[Outline records]
▼▼▼
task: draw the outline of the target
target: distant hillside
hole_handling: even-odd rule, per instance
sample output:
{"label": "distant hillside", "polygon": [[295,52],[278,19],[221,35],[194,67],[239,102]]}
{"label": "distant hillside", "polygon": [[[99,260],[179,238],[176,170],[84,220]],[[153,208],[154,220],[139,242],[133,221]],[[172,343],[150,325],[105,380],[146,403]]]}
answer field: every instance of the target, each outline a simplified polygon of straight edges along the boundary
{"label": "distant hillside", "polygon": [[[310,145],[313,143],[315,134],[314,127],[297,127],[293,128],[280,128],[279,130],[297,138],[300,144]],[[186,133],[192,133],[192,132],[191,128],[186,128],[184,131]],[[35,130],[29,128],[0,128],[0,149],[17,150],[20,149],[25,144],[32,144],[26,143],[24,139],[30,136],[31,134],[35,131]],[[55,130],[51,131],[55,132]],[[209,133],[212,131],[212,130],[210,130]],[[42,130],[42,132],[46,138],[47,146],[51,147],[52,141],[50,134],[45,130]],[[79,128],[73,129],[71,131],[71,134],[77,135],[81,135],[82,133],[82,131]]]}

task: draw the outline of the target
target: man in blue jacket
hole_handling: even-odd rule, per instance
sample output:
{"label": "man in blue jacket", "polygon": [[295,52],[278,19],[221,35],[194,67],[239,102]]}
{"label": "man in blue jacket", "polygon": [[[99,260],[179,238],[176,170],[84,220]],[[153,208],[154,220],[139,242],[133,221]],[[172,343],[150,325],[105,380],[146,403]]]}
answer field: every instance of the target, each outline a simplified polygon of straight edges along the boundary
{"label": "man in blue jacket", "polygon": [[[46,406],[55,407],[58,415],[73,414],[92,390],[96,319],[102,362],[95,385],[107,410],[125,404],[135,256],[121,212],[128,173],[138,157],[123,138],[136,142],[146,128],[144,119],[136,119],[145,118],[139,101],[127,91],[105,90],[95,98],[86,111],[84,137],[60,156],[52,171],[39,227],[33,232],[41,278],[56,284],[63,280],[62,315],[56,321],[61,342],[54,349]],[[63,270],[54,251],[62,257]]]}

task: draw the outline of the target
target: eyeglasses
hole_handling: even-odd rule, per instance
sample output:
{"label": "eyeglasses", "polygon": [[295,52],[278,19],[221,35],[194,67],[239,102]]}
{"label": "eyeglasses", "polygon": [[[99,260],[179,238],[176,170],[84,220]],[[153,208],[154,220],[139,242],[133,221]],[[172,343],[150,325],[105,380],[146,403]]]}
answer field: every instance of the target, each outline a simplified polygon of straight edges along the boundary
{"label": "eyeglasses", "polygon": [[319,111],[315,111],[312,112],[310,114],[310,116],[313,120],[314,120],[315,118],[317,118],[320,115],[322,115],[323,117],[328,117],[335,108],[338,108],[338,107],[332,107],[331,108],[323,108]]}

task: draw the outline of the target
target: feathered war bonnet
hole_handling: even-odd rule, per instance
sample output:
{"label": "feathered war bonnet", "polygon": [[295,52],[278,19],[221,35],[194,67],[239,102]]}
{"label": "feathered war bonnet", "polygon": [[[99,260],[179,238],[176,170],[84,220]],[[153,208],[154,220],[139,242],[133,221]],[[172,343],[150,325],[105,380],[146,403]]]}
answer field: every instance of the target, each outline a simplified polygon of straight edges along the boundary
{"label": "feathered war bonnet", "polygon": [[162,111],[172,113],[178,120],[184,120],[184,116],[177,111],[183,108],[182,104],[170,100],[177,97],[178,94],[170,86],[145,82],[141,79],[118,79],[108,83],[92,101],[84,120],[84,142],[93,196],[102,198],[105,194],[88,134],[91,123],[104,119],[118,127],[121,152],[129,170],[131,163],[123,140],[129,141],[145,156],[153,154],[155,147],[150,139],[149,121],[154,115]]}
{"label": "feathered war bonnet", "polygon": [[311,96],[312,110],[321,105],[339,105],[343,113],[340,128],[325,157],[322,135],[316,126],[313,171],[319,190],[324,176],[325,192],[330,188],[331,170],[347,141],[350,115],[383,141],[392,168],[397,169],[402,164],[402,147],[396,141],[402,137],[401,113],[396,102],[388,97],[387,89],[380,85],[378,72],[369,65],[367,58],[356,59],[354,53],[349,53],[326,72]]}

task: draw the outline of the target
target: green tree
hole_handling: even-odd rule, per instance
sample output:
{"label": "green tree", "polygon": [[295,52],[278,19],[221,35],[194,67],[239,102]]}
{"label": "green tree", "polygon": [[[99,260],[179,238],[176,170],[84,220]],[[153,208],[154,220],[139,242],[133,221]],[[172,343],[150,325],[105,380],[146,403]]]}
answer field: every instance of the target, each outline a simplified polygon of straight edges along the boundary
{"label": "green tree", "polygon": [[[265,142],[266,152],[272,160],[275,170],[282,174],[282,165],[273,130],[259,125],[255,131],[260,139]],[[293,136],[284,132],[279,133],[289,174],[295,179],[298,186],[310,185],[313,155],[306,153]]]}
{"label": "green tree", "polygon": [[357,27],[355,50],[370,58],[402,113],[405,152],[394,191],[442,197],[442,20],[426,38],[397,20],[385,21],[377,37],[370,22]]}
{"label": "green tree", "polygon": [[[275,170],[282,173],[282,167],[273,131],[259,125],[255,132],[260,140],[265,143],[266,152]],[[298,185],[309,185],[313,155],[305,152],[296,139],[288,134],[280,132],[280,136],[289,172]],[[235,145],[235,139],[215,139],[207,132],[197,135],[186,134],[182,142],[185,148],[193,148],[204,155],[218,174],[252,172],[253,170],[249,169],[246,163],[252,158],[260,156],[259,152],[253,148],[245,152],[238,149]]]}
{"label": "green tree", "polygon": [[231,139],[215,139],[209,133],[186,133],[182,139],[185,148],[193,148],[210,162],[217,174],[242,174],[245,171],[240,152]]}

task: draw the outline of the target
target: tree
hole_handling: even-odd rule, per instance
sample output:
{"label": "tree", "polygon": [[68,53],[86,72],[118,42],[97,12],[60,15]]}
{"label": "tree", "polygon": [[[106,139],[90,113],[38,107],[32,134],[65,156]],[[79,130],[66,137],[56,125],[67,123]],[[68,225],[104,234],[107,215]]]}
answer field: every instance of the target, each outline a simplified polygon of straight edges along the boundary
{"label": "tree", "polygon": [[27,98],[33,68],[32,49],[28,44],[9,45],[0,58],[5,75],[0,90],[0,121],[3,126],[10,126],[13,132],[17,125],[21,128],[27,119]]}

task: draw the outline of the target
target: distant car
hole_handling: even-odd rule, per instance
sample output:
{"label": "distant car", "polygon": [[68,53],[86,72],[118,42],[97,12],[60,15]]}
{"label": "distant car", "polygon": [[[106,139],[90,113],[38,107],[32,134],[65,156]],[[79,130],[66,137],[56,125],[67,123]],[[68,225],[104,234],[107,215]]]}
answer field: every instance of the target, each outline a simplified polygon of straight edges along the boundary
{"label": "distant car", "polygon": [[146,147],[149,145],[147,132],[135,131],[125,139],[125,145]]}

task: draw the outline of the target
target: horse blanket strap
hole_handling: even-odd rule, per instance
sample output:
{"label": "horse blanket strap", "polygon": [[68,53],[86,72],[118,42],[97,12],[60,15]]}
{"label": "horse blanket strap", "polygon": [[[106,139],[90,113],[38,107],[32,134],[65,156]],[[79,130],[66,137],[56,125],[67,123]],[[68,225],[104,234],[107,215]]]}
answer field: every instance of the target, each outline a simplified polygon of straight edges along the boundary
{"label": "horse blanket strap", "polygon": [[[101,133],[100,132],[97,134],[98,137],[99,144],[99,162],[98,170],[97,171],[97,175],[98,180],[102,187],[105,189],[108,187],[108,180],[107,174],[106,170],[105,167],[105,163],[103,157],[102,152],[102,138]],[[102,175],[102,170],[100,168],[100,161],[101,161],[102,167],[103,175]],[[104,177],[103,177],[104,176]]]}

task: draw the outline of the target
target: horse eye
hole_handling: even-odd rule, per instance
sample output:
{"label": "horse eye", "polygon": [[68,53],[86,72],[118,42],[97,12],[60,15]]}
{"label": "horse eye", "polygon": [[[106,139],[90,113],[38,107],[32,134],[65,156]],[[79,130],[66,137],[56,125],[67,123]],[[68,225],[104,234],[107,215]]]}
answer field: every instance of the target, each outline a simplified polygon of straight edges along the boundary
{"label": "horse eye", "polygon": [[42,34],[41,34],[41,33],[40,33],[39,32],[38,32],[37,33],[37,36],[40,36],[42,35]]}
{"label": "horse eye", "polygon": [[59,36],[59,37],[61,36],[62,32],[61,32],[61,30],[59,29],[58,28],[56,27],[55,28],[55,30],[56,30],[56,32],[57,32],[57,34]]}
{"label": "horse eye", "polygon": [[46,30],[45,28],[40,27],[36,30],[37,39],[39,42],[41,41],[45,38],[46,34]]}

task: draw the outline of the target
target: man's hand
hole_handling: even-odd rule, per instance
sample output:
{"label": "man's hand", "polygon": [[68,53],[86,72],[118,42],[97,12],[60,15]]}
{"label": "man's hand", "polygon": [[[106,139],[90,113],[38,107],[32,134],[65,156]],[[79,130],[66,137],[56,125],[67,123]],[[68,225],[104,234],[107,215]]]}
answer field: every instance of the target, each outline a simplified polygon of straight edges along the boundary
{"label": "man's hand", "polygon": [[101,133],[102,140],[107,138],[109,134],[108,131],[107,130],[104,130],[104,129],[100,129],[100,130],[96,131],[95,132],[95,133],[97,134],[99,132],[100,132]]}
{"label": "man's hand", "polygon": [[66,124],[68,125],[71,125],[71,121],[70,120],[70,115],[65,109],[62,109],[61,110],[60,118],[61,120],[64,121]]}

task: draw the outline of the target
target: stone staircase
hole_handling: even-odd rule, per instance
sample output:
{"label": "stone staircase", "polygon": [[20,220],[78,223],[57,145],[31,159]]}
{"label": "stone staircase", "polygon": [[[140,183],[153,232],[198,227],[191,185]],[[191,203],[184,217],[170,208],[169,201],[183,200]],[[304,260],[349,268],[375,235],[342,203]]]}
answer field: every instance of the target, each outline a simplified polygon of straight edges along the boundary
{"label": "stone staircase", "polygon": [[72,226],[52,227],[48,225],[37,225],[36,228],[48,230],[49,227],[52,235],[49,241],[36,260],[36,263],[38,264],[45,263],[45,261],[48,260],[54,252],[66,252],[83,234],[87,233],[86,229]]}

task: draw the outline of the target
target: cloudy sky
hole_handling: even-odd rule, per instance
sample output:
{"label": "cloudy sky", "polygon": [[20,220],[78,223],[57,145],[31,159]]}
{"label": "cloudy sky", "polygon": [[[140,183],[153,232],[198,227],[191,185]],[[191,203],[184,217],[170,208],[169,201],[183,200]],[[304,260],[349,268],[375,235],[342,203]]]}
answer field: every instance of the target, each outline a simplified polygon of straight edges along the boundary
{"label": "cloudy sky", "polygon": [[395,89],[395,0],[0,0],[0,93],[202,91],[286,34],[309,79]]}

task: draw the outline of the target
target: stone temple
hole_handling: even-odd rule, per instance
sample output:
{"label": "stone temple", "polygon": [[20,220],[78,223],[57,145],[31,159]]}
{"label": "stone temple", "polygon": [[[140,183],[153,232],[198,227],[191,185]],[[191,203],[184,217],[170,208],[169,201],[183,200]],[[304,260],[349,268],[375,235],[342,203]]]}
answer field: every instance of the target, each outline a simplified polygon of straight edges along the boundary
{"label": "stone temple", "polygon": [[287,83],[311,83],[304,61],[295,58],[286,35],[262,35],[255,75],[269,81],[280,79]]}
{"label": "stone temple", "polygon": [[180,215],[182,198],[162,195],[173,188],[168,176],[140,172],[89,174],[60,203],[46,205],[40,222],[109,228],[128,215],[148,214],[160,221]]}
▲▲▲
WRITTEN EXERCISE:
Show every line of the records above that contains the string "horse". Case counts.

EXERCISE RESPONSE:
target: horse blanket strap
{"label": "horse blanket strap", "polygon": [[68,53],[86,72],[118,42],[97,12],[60,15]]}
{"label": "horse blanket strap", "polygon": [[[106,139],[90,113],[38,107],[32,134],[65,156]],[[79,130],[66,137],[56,125],[67,123]],[[68,225],[104,234],[107,215]]]}
{"label": "horse blanket strap", "polygon": [[[101,133],[100,132],[97,134],[98,137],[99,144],[99,162],[98,170],[97,171],[97,175],[98,180],[102,187],[105,189],[108,187],[108,180],[107,174],[106,170],[105,167],[105,163],[103,157],[102,152],[102,138]],[[102,175],[102,170],[100,168],[100,161],[101,161],[102,167],[103,175]],[[104,177],[103,177],[104,176]]]}
target: horse eye
{"label": "horse eye", "polygon": [[68,53],[86,72],[118,42],[97,12],[60,15]]}
{"label": "horse eye", "polygon": [[[106,139],[90,113],[38,107],[32,134],[65,156]],[[79,130],[66,137],[56,125],[67,123]],[[68,225],[104,234],[107,215]]]}
{"label": "horse eye", "polygon": [[42,34],[41,34],[41,33],[40,33],[39,32],[38,32],[37,33],[37,36],[40,36],[42,35]]}
{"label": "horse eye", "polygon": [[59,36],[59,37],[61,36],[62,32],[61,32],[61,30],[59,29],[58,28],[56,27],[55,28],[55,30],[56,30],[56,32],[57,32],[57,34]]}
{"label": "horse eye", "polygon": [[46,30],[45,28],[40,27],[36,30],[37,39],[39,42],[41,41],[45,38],[46,34]]}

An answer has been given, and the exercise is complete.